Dataset entries:
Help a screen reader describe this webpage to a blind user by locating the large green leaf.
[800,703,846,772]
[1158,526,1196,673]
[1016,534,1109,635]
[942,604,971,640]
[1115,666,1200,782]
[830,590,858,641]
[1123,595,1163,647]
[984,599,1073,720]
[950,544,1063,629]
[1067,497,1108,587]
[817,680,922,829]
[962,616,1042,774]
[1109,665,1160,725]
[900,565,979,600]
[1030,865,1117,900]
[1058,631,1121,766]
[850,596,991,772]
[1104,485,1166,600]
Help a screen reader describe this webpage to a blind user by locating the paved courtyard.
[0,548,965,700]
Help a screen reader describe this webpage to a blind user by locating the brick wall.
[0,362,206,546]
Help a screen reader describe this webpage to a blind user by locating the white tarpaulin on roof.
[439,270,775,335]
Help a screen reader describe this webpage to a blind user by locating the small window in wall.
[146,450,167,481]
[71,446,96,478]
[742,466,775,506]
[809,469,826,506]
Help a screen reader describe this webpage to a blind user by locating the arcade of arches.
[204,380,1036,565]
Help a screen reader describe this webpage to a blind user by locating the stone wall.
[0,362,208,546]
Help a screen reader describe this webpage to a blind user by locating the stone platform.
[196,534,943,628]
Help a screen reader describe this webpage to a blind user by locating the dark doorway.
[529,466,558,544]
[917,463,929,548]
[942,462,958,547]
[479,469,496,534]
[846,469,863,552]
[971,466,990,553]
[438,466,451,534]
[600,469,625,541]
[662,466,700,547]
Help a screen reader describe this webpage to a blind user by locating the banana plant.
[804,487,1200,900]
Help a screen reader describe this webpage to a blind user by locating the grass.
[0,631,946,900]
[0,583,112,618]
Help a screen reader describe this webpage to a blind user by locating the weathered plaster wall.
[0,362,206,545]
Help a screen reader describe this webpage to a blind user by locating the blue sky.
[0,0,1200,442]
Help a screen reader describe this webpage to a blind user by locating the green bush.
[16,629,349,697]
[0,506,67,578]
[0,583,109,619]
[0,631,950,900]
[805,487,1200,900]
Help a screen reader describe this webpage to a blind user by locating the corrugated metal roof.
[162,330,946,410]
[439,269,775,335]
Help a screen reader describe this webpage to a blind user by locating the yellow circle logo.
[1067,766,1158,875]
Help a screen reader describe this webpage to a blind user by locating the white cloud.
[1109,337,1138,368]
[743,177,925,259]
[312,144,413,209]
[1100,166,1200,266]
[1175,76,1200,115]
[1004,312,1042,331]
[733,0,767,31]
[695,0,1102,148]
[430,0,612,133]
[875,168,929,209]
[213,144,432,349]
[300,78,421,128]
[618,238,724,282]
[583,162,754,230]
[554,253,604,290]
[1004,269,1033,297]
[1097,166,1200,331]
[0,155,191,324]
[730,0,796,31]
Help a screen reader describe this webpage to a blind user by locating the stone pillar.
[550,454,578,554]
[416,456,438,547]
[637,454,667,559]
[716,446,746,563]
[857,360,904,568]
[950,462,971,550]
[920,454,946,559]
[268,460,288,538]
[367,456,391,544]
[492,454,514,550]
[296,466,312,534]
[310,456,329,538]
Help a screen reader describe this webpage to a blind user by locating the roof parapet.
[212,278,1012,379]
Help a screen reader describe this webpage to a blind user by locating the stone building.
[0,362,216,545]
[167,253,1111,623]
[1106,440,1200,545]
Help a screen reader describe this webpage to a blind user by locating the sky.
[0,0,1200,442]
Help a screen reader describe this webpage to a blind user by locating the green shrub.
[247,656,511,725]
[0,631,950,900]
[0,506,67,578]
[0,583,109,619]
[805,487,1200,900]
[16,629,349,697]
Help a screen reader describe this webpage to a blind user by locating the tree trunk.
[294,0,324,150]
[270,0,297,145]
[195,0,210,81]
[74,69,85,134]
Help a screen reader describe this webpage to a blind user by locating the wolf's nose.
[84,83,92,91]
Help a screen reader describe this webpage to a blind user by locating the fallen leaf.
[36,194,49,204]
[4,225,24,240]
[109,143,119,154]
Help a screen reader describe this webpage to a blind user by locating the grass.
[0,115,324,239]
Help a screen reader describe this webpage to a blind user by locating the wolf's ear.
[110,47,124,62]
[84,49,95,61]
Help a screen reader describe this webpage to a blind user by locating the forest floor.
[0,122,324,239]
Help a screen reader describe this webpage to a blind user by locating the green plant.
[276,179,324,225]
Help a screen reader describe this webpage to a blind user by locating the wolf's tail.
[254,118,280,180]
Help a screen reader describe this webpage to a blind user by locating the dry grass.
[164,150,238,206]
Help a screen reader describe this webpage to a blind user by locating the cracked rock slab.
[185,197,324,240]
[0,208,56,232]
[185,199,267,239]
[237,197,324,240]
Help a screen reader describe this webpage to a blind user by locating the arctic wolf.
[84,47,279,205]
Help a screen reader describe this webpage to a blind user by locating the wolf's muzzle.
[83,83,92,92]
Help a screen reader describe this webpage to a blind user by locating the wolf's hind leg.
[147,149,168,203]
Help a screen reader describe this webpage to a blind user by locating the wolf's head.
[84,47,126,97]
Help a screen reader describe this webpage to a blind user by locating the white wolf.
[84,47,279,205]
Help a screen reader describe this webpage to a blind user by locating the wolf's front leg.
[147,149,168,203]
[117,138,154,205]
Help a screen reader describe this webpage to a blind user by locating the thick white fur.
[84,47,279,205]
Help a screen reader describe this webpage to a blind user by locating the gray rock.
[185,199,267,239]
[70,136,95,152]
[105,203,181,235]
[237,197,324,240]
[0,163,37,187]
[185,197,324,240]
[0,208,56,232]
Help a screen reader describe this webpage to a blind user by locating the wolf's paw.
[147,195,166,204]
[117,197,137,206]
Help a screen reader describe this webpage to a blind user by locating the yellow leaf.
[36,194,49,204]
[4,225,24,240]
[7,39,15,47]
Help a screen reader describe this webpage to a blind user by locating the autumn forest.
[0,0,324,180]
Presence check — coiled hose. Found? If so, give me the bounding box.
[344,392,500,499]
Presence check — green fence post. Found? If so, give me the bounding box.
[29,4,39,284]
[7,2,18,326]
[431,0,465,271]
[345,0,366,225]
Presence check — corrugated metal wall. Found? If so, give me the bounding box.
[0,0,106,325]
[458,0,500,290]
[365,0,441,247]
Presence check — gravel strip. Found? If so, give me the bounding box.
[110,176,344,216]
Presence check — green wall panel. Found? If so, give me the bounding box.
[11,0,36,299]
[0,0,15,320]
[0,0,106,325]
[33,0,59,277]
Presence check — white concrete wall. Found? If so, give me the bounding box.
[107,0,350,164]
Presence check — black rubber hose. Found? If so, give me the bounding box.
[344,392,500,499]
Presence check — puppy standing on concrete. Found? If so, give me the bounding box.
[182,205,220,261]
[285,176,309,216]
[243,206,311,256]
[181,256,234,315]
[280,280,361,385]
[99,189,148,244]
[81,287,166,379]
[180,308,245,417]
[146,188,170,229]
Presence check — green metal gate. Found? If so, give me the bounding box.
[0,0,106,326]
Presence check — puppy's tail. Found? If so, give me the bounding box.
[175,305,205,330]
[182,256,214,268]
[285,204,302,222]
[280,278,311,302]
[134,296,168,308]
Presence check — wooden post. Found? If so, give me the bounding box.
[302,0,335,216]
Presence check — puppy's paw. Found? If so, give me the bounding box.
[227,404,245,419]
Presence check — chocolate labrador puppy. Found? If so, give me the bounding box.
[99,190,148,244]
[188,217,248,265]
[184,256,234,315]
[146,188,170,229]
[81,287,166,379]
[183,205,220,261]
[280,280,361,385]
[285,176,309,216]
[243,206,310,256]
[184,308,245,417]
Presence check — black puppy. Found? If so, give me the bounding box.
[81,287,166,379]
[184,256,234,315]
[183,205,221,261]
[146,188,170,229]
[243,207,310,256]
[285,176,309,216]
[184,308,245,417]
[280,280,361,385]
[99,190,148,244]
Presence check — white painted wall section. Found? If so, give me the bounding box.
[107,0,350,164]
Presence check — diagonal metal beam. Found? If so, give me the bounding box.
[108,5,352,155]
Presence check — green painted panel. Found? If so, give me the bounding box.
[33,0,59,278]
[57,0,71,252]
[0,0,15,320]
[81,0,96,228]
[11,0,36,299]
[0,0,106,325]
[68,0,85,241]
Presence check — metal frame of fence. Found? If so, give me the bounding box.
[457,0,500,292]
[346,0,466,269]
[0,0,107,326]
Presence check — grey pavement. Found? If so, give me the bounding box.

- _What you will do_:
Recast everything from the line containing "cracked rock slab." down to the line containing "[83,83,92,92]" as a two-column CSV with the headers entry_text and answer. Give one row per entry, and put its text and its answer each in a single quoted field, with line breaks replaced by spaces.

- _Response to the task_:
entry_text,answer
"Help a screen reader describe this webpage to a blind user by locating the cracked rock slab.","[185,197,324,240] [0,208,56,232] [185,199,267,239] [237,197,324,240]"
"Help a screen reader describe this webpage to a blind user by locating the arctic wolf.","[84,47,279,205]"
"Help a screen reader describe this webpage to a blind user by locating the wolf's muzzle.","[83,83,92,92]"